§ **Record excerpts**
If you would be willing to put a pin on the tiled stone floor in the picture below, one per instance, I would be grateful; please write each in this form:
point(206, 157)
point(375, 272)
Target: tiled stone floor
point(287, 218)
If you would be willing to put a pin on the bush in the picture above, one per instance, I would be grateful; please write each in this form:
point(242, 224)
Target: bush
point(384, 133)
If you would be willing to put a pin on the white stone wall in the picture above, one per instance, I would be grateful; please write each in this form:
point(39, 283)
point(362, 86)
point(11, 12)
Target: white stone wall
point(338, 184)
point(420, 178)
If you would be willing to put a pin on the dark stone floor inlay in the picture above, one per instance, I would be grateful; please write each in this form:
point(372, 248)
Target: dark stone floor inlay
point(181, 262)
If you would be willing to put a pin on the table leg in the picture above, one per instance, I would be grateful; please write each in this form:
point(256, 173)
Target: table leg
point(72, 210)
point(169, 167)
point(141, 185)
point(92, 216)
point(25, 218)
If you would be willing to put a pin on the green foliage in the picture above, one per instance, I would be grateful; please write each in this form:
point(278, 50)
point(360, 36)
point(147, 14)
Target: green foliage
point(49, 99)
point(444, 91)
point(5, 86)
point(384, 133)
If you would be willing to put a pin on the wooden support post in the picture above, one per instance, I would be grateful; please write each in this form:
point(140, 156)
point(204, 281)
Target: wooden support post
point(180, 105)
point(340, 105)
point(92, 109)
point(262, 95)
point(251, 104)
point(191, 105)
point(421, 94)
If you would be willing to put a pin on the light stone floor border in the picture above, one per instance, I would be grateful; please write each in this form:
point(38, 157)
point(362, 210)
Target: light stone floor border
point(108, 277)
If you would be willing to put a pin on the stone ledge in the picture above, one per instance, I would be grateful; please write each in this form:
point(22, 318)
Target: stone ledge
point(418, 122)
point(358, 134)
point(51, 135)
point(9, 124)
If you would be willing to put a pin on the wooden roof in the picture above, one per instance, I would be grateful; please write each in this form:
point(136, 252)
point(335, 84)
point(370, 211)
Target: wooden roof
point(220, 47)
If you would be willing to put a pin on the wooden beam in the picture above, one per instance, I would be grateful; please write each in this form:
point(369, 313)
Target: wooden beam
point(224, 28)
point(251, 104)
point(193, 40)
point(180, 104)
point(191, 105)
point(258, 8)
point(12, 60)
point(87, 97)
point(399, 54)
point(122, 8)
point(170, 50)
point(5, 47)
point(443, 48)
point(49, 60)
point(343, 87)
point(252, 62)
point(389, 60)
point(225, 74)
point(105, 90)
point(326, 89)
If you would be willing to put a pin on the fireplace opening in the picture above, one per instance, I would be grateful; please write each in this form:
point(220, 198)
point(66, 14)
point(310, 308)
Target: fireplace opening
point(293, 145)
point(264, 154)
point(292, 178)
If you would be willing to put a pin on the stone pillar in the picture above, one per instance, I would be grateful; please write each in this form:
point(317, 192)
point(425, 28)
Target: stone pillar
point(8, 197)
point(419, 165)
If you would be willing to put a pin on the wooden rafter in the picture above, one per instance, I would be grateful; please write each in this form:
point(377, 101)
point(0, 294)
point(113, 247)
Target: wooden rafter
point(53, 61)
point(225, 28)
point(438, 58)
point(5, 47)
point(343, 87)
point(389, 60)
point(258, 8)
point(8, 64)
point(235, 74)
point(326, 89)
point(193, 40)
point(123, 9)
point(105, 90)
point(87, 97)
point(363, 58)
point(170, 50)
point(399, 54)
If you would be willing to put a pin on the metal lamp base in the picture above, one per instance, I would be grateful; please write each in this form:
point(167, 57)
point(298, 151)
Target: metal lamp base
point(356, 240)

§ **Exercise**
Please give the entries above again in full, exactly as written.

§ **Answer area**
If you would be willing to put a pin on the tiled stone floor in the picture below, one per instance, I would be grateful; please write each in this form:
point(206, 157)
point(375, 272)
Target: tiled stone floor
point(287, 218)
If you would be willing to put a pin on the bush in the picture above, one per instance, I would be grateful; please write each in this form:
point(242, 224)
Target: bush
point(384, 133)
If you would be willing to put a pin on the white stone wall in the picture above, one per instance, I would be grateful; please write each in this form:
point(39, 283)
point(362, 86)
point(11, 12)
Target: white stone wall
point(338, 184)
point(420, 178)
If you would be willing to put a pin on the dark stone floor inlay in the picture above, one per instance, I would be grateful; please write each in this form:
point(372, 248)
Target: dark stone floor inlay
point(181, 262)
If you would be willing to put a pin on the table leg in the picture above, one per instance, I would be grateful; please write each in this form:
point(256, 173)
Target: table leg
point(72, 210)
point(169, 167)
point(141, 185)
point(92, 216)
point(25, 218)
If you would be willing to put a pin on the green foliage in the picture above, one per instance, I would be grateful; please write each in this form:
point(278, 50)
point(360, 36)
point(147, 14)
Target: green foliage
point(49, 99)
point(444, 91)
point(5, 86)
point(384, 133)
If you would be willing to put a pin on the wooden support post in the picture above, one per instance, I would be grateful; please write each in this form:
point(140, 156)
point(204, 281)
Target: wooden support post
point(180, 105)
point(340, 105)
point(92, 109)
point(262, 95)
point(251, 104)
point(191, 105)
point(421, 94)
If you would be willing to put a pin on the light stone floor border in the picture above, one per instance, I would be grateful; please write each in this form:
point(38, 157)
point(362, 210)
Target: light stone floor border
point(108, 277)
If you would be willing to put a pin on the stone ledge in the picture above, one per instance, I would be grateful; please write each in this form:
point(22, 318)
Target: stone ledge
point(418, 122)
point(358, 134)
point(51, 135)
point(9, 124)
If you would be willing to put a pin on the wooden roof in the picture above, one per instance, I would be grateful; please write each in this form:
point(136, 252)
point(335, 84)
point(370, 211)
Target: wooden roof
point(220, 47)
If you would be willing to put a pin on the wooden beam in the picture above, one per instance, I would be grateful; please write each in this form:
point(369, 313)
Target: wooden beam
point(224, 28)
point(251, 104)
point(193, 40)
point(180, 104)
point(191, 105)
point(258, 8)
point(12, 60)
point(87, 97)
point(399, 54)
point(122, 8)
point(170, 50)
point(5, 47)
point(443, 48)
point(49, 60)
point(343, 87)
point(252, 62)
point(389, 60)
point(225, 74)
point(105, 90)
point(326, 89)
If you would be willing to put a pin on the fireplace opening in the picture above, one per instance, I would be grateful; please write each in this form:
point(220, 198)
point(66, 14)
point(310, 308)
Target: fireplace opening
point(293, 145)
point(264, 154)
point(292, 178)
If you would be willing to put a pin on the stone pillar in the picture above, one per instance, I would be grateful; please write each in this form:
point(317, 192)
point(425, 28)
Target: stone pillar
point(8, 197)
point(419, 165)
If you would be willing to put a pin on the wooden rafter in the picture above, one per instance, I would be grateful; please write each in this form:
point(377, 101)
point(0, 294)
point(113, 247)
Target: wooden rafter
point(53, 61)
point(225, 28)
point(438, 58)
point(5, 47)
point(343, 87)
point(389, 60)
point(258, 8)
point(8, 64)
point(235, 74)
point(326, 89)
point(193, 40)
point(123, 9)
point(105, 90)
point(87, 97)
point(363, 58)
point(170, 50)
point(399, 54)
If you would be willing to put a pin on the metal lamp base in the picture above, one per instance, I would be grateful; please write each in this form:
point(167, 57)
point(298, 151)
Target: metal lamp base
point(356, 240)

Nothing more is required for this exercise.